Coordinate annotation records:
>>>
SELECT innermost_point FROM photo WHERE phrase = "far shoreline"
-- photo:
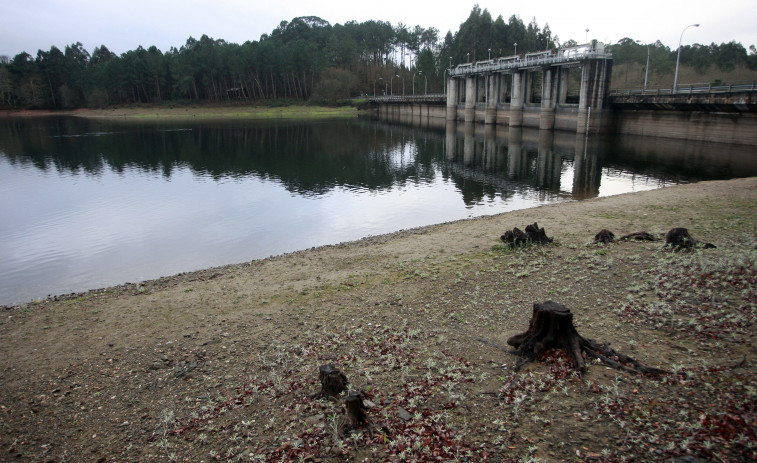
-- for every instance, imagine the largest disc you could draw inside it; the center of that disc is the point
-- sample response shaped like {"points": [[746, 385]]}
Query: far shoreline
{"points": [[193, 112]]}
<<<
Exercise instructions: Write out the lines again with every "shoreline" replaced by "coastline" and nothing else altered. Omit the pictures from your copy.

Task output:
SELECT innermost_point FROM photo WHERE phrase = "far coastline"
-- photo:
-- for every instance, imagine the largest disc you could draw inside it; the center of that disc is the point
-- sample response shaped like {"points": [[746, 385]]}
Query: far coastline
{"points": [[193, 112]]}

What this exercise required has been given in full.